■ **WHAT TO DO**
[a] According to the diary entry, how much water did the writer drink with the tea?
[b] Reproduce the diary entry word for word, beginning at the words "Based on how" and stopping after "affected my weight.".

■ **SOURCE PASSAGE**
________________________

Saturday, January 7, 2012

Day 2 Week 2

Today was an interesting day and I'm curious to see the results tomorrow. I went back and forth several times on whether or not to indulge in nachos today. I let myself eat five Tostitos Artisan chips. They were good. I didn't feel the need to keep eating. I had some jello and took my suppliments. I drank my tea and 32 ounces of water. I was really thirsty today. Then I went about my normal routine. Around lunch time I had some more chips and some salsa. I'm sure I ate way more than I should have. I didn't measure my chips out. I just stood at the counter eating them out of the bag while watching TV. Two things that I know will cause over-eating. By the time the nachos were ready my body was just starting to send the message that maybe I'd had too much. I went ahead and dished a small plate and sat down. I ended up getting full before I even finished, so I left the rest on my plate. I was actually so full that I didn't eat anything else the rest of the day. Interestingly enough, I felt kind of sick as well, not just because I was too full. I really wanted to go and vomit. I think my body was telling me that I can't eat like this anymore. I really wasn't expecting that.

Based on how I felt the rest of today I think I should have no problem getting back on plan tomorrow. I'm concerned that I will show a gain though. That could be a little depressing. I just have to realize that I made the decision and now I need to be a big girl and suffer the consequences. I will not let this be an excuse to destroy all of my hard work. I also plan on being extra diligent tomorrow with what I eat. The faster I get my body back into ketosis the faster any possible carb cravings will go away. Although I actually haven't had any cravings. In fact, the thought of eating carbs makes me a little nauseated right now. That's a good thing, right? So today was my indulgence and now I have a decent idea of just how it affected my body. Tomorrow I'll find out how it affected my weight.

________________________

■ **INFORMATION GIVEN**
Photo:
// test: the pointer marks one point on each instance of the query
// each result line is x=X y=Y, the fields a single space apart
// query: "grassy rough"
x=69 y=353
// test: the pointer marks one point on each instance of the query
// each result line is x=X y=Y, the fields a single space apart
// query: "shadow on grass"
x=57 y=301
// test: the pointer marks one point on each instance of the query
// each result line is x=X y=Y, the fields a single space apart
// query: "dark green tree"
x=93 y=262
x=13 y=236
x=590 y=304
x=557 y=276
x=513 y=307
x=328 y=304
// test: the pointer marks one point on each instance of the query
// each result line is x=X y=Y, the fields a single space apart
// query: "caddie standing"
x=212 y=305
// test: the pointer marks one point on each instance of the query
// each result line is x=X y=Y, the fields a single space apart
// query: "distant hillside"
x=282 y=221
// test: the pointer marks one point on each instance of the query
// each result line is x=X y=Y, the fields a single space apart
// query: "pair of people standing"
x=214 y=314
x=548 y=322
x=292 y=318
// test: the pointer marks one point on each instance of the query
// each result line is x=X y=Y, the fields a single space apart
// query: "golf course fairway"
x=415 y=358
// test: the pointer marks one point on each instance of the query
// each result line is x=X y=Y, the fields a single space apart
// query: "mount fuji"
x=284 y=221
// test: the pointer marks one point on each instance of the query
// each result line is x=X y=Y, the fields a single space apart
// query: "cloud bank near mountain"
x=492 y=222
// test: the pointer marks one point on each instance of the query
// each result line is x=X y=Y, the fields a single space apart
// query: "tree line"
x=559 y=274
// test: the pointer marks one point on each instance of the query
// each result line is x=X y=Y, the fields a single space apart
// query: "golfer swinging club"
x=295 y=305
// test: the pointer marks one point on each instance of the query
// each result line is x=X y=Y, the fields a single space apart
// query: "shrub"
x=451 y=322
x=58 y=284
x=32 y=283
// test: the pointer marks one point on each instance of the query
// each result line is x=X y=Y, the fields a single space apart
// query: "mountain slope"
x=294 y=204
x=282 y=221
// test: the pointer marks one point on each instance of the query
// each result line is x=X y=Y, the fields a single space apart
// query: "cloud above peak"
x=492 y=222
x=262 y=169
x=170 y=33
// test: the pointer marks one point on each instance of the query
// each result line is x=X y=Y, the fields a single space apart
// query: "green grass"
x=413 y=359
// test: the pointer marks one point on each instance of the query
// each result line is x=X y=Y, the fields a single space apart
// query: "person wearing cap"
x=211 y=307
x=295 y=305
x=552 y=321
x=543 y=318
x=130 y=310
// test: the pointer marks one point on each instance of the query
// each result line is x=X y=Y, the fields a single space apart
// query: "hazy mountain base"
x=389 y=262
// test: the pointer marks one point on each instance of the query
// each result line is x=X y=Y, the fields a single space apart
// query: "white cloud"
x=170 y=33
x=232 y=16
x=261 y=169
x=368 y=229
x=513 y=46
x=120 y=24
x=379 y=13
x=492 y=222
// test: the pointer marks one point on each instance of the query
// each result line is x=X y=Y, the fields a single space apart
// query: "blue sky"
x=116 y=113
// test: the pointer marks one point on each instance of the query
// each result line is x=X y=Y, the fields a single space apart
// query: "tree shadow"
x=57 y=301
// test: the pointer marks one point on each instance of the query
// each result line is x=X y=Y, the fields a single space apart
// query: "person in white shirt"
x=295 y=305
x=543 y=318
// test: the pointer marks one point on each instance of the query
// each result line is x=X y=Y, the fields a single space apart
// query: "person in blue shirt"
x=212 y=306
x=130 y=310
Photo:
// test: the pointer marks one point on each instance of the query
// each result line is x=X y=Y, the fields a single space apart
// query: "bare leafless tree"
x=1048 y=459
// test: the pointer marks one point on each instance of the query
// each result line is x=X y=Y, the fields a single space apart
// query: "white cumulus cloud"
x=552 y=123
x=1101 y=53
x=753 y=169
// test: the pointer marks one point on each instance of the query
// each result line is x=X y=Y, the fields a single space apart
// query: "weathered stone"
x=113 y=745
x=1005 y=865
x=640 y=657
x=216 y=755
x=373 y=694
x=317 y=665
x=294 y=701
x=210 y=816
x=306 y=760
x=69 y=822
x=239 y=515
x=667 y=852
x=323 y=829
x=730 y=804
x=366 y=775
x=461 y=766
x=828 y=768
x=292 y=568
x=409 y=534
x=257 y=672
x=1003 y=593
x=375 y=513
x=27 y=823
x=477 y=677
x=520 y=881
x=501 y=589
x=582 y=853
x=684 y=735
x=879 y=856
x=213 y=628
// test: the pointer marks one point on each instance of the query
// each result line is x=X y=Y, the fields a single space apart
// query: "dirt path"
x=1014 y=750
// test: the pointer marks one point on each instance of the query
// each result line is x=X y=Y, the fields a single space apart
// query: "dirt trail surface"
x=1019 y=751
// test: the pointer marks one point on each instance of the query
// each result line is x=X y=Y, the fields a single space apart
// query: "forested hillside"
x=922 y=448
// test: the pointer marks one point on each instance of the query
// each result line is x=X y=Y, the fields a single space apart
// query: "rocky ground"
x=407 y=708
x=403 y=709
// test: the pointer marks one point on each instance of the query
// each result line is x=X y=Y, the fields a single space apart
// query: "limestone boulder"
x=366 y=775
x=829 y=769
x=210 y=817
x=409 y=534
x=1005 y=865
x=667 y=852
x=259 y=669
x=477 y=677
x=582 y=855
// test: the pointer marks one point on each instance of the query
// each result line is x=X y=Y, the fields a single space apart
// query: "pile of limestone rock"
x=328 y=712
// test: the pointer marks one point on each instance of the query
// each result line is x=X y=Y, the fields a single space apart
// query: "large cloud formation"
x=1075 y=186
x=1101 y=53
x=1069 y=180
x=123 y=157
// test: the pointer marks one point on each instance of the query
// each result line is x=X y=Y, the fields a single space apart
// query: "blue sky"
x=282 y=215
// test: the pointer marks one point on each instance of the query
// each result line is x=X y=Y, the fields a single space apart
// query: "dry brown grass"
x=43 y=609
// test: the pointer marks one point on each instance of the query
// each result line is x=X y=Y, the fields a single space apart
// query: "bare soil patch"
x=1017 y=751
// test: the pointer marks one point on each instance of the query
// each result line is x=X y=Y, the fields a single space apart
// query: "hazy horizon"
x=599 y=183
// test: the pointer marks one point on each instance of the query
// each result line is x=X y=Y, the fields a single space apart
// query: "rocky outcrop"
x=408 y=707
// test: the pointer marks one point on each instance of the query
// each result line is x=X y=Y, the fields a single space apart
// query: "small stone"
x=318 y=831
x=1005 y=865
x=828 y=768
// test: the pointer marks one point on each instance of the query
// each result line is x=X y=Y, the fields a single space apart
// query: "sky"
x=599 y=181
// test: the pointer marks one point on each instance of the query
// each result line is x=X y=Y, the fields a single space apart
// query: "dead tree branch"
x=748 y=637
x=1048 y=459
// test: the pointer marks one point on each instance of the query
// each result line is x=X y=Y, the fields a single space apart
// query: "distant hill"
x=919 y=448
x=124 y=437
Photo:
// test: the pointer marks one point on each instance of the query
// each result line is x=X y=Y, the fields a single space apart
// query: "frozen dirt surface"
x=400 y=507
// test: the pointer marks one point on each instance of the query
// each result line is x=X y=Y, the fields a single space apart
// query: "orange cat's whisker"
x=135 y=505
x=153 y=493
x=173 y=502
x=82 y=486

________________________

■ **ANSWERS TO THE PROBLEMS**
[a] 32 ounces

[b]
Based on how I felt the rest of today I think I should have no problem getting back on plan tomorrow. I'm concerned that I will show a gain though. That could be a little depressing. I just have to realize that I made the decision and now I need to be a big girl and suffer the consequences. I will not let this be an excuse to destroy all of my hard work. I also plan on being extra diligent tomorrow with what I eat. The faster I get my body back into ketosis the faster any possible carb cravings will go away. Although I actually haven't had any cravings. In fact, the thought of eating carbs makes me a little nauseated right now. That's a good thing, right? So today was my indulgence and now I have a decent idea of just how it affected my body. Tomorrow I'll find out how it affected my weight.